__DOCUMENT__.
Pining for the Fnords: The New Nostalgia (which is a mouthful of a title) was really genre theory in disguise and had the best crewed panel of the whole trip. It was a State of the Genre kind of panel largely in response to books like Redshirts and Ready Player One. The panel collectively refuted the idea that SF is going backwards or longing for things left behind it. It’s a much better, and more natural idea, to take the same kinds of scenarios from the past and reuse them with modern sensibilities. I think that’s especially true of sci fi since the actual science used changes so rapidly. Some super techie guy in the audience tried to say writers were afraid of technology because they didn’t use all the super most up to date stuff in their books. Elizabeth Bear, who is fast becoming my favorite panelist for anything, tried to explain reasons and logic to this guy but he was stubborn and ended up just saying “Your premise is wrong so we can’t answer you.” It was great.

Readercon does this cool thing called the Memorial Guest of Honor. They bring a focus to the forerunners of our genre who have passed away. This year it happened to be Roger Zelazny and he happens to be my all time favorite author. The panel included his biographer, who also put together an Amber Encyclopedia which I didn’t previously know existed but need to get now, and also his son Trent Zelazny who is a mystery writer. Sometimes its tough for role models to be real people too and I know the wikipedia version of his biography, stripped down to basics. So I walked away real happy to know Zelazny was a great person in addition to a great writer.

[Point annotation records]

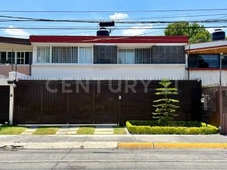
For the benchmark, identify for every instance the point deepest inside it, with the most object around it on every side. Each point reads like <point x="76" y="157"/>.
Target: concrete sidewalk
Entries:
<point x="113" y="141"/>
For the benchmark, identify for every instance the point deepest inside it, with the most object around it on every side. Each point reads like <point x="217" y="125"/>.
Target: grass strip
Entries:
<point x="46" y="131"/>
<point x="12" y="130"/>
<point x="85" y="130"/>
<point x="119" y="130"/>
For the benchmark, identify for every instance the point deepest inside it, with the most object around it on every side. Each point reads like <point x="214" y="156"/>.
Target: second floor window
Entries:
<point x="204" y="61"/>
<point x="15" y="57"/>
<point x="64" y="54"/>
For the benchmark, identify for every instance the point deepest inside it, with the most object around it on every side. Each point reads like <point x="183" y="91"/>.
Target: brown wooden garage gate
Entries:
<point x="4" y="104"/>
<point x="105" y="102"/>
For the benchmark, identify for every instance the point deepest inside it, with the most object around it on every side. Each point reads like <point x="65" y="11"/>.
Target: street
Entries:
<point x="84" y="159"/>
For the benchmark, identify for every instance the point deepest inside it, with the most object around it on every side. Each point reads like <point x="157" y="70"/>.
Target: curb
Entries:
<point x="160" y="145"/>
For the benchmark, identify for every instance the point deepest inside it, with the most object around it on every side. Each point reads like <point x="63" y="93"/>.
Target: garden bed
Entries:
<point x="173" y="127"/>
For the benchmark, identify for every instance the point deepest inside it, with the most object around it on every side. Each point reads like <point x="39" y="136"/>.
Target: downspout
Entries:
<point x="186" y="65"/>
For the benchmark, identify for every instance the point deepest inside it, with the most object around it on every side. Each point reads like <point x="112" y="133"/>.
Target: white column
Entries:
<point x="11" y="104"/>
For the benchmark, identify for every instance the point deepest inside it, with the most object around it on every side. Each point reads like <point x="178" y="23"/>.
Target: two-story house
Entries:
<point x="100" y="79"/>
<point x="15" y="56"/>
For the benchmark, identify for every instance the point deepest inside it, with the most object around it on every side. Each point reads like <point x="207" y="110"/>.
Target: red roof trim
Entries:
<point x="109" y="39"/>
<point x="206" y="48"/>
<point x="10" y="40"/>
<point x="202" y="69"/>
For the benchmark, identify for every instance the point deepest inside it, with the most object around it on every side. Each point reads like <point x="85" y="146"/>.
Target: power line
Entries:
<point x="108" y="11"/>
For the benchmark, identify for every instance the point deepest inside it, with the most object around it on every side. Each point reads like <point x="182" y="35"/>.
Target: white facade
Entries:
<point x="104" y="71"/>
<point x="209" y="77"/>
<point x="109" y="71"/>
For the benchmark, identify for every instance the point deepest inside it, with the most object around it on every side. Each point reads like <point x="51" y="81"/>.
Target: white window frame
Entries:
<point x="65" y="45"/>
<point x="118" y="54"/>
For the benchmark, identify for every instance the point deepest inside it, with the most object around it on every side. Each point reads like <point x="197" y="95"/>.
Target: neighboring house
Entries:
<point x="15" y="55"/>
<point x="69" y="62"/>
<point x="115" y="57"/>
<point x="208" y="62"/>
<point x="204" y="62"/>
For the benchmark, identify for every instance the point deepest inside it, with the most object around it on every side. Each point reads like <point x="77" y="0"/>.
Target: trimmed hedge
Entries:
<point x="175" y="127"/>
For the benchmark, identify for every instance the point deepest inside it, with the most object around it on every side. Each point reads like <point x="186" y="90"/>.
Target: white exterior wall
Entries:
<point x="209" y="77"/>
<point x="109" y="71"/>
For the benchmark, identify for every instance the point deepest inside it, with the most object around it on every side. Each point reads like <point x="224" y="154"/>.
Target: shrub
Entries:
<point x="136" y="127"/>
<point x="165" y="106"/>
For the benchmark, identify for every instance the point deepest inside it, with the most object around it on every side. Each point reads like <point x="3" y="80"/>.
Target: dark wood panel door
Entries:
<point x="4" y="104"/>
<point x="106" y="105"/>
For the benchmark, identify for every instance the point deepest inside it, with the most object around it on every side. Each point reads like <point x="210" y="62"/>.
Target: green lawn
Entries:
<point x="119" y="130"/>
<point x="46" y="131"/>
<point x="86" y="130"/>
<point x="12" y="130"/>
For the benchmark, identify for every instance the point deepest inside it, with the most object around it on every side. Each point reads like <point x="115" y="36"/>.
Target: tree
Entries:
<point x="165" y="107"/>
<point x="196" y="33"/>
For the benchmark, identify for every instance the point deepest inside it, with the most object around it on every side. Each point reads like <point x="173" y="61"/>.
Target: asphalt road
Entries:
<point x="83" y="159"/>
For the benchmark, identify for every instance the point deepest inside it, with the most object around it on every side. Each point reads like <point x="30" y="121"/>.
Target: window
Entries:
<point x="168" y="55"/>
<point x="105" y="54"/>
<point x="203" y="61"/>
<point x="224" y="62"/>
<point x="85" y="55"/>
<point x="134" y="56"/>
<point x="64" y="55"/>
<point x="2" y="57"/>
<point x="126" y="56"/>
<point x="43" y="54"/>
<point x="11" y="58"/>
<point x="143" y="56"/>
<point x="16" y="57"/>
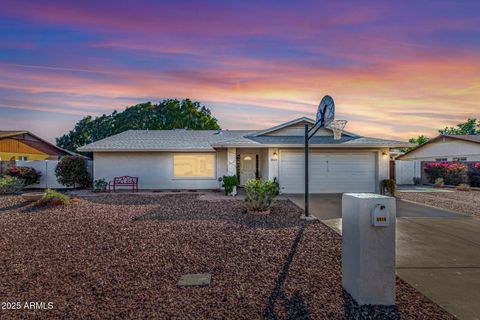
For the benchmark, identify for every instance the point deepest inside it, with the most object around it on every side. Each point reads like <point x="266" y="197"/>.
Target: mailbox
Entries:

__EXERCISE__. Condense the paragraph of the convention report that begins "Readercon does this cool thing" into a short bulleted list that keeps its main facts.

__WORKED SOLUTION__.
- Readercon's Memorial Guest of Honor highlights forerunners of the genre who have passed away.
- This year's honoree was Roger Zelazny, the writer's all-time favorite author.
- The panel included his biographer, who also compiled an Amber Encyclopedia that the writer now wants, and his son Trent Zelazny, a mystery writer.
- The writer left happy to learn that Zelazny was a great person as well as a great writer.